Your task :: Restate all of the entries verbatim.

Record set ::
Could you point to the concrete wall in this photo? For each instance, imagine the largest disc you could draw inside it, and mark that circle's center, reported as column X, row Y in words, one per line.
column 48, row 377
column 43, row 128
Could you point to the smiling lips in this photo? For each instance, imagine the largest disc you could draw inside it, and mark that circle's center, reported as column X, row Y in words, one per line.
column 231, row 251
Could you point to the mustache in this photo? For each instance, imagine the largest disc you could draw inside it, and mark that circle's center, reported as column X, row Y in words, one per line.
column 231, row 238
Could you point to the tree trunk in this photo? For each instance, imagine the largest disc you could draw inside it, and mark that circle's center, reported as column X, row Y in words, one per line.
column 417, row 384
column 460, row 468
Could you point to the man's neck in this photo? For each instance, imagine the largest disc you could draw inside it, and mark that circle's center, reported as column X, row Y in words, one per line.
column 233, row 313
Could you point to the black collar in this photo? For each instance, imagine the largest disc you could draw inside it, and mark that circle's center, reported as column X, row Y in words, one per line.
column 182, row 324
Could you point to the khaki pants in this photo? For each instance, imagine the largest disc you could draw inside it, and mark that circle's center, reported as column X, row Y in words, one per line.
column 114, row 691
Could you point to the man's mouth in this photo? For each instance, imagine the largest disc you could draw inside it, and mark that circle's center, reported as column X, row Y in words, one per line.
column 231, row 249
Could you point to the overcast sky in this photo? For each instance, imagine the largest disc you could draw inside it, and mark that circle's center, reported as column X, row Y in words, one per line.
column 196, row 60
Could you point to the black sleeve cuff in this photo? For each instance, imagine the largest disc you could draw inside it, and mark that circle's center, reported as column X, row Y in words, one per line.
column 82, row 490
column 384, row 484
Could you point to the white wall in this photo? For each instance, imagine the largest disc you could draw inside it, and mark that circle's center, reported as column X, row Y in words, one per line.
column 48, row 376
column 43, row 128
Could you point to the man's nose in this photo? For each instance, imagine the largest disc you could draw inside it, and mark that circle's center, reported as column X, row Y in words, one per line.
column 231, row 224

Final answer ::
Could you point to the concrete wall in this photo? For each instance, imagine the largest disc you could draw inside it, and mark that circle's center, reported as column X, row Y in words, one per line.
column 48, row 377
column 43, row 128
Could you point to the smiling lips in this photo? For each instance, imagine the largest disc you could draw inside it, and mark that circle's center, reported as column X, row Y in words, one per line.
column 231, row 251
Could you point to the mustache in this photo? For each instance, imagine the largest disc you could draw inside it, and mark that circle's center, reported as column X, row Y in words, one per line.
column 231, row 238
Could you point to the tree trunk in this photo? For each instance, imagine the largest disc you could draw inside it, and mark that circle's center, reported as column X, row Y in words, one per line.
column 417, row 384
column 460, row 468
Could you point to the man's neck in this photo? For each instance, imagine the largest disc you could draw inside it, and mark that circle's center, reported as column X, row Y in words, one per line.
column 233, row 313
Could you point to the black collar in this photo? For each instance, imagine the largest disc you could draw inside it, and mark that circle's center, reported as column X, row Y in words, one per line.
column 182, row 324
Could you point to the khaki pants in this photo? For each instance, imagine the largest disc you could draw inside it, and mark that circle's center, reported as column X, row Y in words, one per line.
column 114, row 691
Could you point to the man's mouth in this photo? For each instance, imagine the largest disc you could draw inside it, and mark that circle's center, reported as column X, row Y in words, one per line.
column 231, row 249
Could you point to the overcast sky in this photo? For each instance, imagine the largest disc you could draw inside it, and mark that circle's center, reported as column X, row Y in words, one per line.
column 196, row 60
Could you point to the black sleeve cuff in this photo? For each instance, imagine the largest disc you could draw inside it, and mark that circle's center, reported as column X, row Y in words, one per line.
column 82, row 490
column 384, row 484
Could you point to the white wall in this photo? For each instance, imagine the largest disc you could draw inside it, and mark that circle's center, reported as column X, row Y in words, one per line.
column 48, row 376
column 43, row 128
Could you point to the man's nose in this photo? For each instance, imagine the largest disc you could draw inside it, and mark that circle's center, reported as column X, row Y in words, one per line.
column 231, row 224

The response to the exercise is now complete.